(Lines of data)
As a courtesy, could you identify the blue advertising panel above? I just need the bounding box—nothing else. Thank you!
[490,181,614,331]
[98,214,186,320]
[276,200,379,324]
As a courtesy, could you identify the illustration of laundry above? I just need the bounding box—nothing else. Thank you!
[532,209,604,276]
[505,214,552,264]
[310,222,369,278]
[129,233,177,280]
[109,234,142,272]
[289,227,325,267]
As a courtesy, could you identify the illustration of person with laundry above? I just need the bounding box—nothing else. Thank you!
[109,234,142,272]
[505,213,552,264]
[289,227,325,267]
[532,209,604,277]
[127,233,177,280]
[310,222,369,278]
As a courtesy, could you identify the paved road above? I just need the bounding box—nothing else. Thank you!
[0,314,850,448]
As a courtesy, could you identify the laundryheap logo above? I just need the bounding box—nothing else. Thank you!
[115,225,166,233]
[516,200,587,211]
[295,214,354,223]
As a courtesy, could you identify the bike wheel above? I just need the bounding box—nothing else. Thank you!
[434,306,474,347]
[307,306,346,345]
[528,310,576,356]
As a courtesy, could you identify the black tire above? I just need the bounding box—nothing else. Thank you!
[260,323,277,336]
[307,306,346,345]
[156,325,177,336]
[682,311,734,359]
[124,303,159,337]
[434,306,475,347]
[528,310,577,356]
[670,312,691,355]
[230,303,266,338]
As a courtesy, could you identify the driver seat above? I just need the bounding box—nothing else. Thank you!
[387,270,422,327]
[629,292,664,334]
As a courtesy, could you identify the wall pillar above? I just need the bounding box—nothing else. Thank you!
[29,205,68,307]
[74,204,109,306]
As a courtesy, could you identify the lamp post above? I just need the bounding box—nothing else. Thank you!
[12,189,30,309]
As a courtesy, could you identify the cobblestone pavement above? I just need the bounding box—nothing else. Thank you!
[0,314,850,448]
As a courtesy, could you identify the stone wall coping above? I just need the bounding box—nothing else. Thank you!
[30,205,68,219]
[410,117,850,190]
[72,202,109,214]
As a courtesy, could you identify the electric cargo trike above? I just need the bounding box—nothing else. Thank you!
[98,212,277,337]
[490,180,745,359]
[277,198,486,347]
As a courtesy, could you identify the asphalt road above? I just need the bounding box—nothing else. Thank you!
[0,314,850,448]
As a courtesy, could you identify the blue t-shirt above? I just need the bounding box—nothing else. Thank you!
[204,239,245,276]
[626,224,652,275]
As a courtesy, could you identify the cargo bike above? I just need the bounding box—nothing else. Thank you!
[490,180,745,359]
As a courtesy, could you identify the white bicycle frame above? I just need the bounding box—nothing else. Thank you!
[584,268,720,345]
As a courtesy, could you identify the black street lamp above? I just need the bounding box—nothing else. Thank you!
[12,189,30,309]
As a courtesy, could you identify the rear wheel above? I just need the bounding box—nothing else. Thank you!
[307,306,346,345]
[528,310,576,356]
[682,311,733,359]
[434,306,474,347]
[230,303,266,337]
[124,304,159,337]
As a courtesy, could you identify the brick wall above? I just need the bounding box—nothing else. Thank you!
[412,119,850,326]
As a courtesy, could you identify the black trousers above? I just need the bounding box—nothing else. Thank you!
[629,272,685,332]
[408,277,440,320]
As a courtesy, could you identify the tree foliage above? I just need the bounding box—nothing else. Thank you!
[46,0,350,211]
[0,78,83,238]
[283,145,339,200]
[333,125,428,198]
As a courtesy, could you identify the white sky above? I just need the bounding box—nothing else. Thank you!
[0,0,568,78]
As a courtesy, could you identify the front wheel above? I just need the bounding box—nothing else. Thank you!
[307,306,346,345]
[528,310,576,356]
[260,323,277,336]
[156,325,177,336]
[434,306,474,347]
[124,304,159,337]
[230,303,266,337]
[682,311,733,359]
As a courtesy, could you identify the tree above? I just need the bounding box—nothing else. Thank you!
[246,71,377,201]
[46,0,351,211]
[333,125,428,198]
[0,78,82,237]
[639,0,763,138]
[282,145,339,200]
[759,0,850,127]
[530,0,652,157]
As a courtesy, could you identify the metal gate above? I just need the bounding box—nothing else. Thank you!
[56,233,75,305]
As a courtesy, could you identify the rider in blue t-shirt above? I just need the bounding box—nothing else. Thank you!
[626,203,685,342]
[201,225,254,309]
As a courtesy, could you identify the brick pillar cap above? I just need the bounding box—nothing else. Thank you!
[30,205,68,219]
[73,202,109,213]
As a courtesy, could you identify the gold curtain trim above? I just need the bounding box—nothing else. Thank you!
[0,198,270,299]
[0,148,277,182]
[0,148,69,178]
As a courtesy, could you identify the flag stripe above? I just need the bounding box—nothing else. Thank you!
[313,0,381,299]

__Short exercise__: Arrange the lines above as a JSON list of strings, with one string for each line and any blank lines omitted.

__Correct response__:
[
  "As a courtesy, could you identify the blue advertising panel above? I just need the bounding box—nothing else. Thank you!",
  "[490,181,614,331]",
  "[98,214,186,320]",
  "[276,200,379,324]",
  "As a courtesy, could you identify the illustration of laundry above? I just need the bounding box—nothing else. Thank you!",
  "[532,209,604,276]",
  "[505,214,552,264]",
  "[310,222,369,278]",
  "[129,233,177,280]",
  "[109,234,142,272]",
  "[289,227,325,267]",
  "As a courtesy, could you identify the illustration of person with laundry above? I just need the bounding box—nothing else. Thank you!",
  "[109,234,142,272]",
  "[505,213,552,264]",
  "[289,227,325,267]",
  "[532,209,604,277]",
  "[127,233,177,280]",
  "[310,222,369,278]",
  "As a courtesy, could you identify the paved road above? I just need the bounding box—nothing else. Thank you!",
  "[0,314,850,448]",
  "As a courtesy, could you identify the laundryheap logo above? I just need the bounding box—nothing else. Thank you!",
  "[115,225,166,233]",
  "[516,200,587,211]",
  "[295,214,354,223]",
  "As a courtesy, could you identify the bike wheel above? I just need the bounding box—nothing else. Thank you!",
  "[434,306,474,347]",
  "[307,306,346,345]",
  "[528,310,576,356]",
  "As a courtesy, could you identify the black tire above? I just need the bounding box—nothing else. Thank you!",
  "[260,323,277,336]",
  "[307,306,346,345]",
  "[156,325,177,336]",
  "[682,311,734,359]",
  "[124,303,159,337]",
  "[434,306,475,347]",
  "[528,310,577,356]",
  "[670,312,691,355]",
  "[230,303,266,338]",
  "As a courtesy, could you identify the driver seat above? I just need the bounding box—nothing else. Thank you!",
  "[387,270,422,327]",
  "[629,292,664,334]",
  "As a courtesy, could you identify the wall pillar above? I just need the bounding box—nothing else. Thank you!",
  "[29,205,68,307]",
  "[74,204,109,306]",
  "As a courtesy, could you identify the lamp post above? I just need the bounding box—nothing else. Thank you!",
  "[12,189,30,309]",
  "As a courtesy, could you identify the cobblestone pavement above? I just need the bounding box—nothing else. Thank you!",
  "[0,314,850,448]",
  "As a courtesy, could you identify the stone wall coping above? I just need the bounding box—nothing else. Thank you!",
  "[30,205,68,219]",
  "[410,117,850,190]",
  "[72,202,109,214]",
  "As a courtesy, could you identify the electric cargo trike above? I just need the bounding box—nothing else. Thank you!",
  "[98,212,277,337]",
  "[490,180,745,359]",
  "[277,198,486,347]",
  "As a courtesy, could you identify the asphalt road above? I just need the bounding box—nothing else. Thank you!",
  "[0,314,850,448]",
  "As a courtesy, could you identify the blue t-shirt above? I just need the bounding box—nothing else. Thank you!",
  "[204,239,245,276]",
  "[626,224,652,275]",
  "As a courtesy, could you identify the cargo bike above? I just need the bounding box—nothing else. Thank you!",
  "[490,180,745,359]",
  "As a courtesy, could you identify the white bicycle frame above? I just need the bounding box—nothing else. Thank you!",
  "[584,268,720,345]",
  "As a courtesy, could you identify the black street lamp above? I just need the bounding box—nothing else. Thank you!",
  "[12,189,30,309]",
  "As a courtesy, could you identify the rear wheel above? I just need the bounding box—nothing else. Thank you!",
  "[307,306,346,345]",
  "[528,310,576,356]",
  "[682,311,733,359]",
  "[434,306,474,347]",
  "[230,303,266,337]",
  "[124,304,159,337]",
  "As a courtesy, could you identify the brick wall above? I just need the bounding box—nothing else. Thank you!",
  "[412,119,850,326]",
  "As a courtesy, could you identify the black trousers above? I just need the bounding box—nothing else. Thank you!",
  "[629,272,685,332]",
  "[408,277,440,320]",
  "As a courtesy, could you identify the tree foliage above? I just need the bounding box—nothing else. Thank you!",
  "[46,0,350,211]",
  "[0,78,83,238]",
  "[283,145,339,200]",
  "[333,125,428,198]",
  "As a courtesy, could you identify the white sky above? I just need the bounding box—nothing else. Thank you!",
  "[0,0,568,78]",
  "As a courtesy, could you identify the front wheel above? I just need the bounding box—nothing else. Thank you!",
  "[307,306,346,345]",
  "[528,310,576,356]",
  "[260,323,277,336]",
  "[156,325,177,336]",
  "[434,306,474,347]",
  "[124,304,159,337]",
  "[230,303,266,337]",
  "[682,311,733,359]",
  "As a courtesy, could you identify the tree above? I just need the bounding box—nothing else. Thank you!",
  "[246,71,377,201]",
  "[46,0,351,211]",
  "[333,125,428,198]",
  "[0,78,82,237]",
  "[639,0,763,138]",
  "[282,145,339,200]",
  "[759,0,850,127]",
  "[530,0,652,157]",
  "As a courtesy, could you identify the metal gate above? I just need the bounding box—nothing else. Thank you!",
  "[56,233,75,305]",
  "As a courtesy, could you identify the rider in blue t-shirt above? I just need the bounding box—nothing else. Thank you!",
  "[626,203,685,342]",
  "[201,225,254,309]",
  "As a courtesy, could you identify the brick pillar cap above? I just need the bounding box—nothing else. Thank you!",
  "[30,205,68,219]",
  "[73,202,109,213]",
  "As a courtesy, could you identify the gold curtain trim above? I just need the bounding box—nothing else. Thank you!",
  "[0,198,270,299]",
  "[0,148,277,182]",
  "[0,148,69,178]",
  "As a courtesy, could you identify the flag stripe above? I just need the bounding box—nothing else. Thank you!",
  "[313,0,381,299]"
]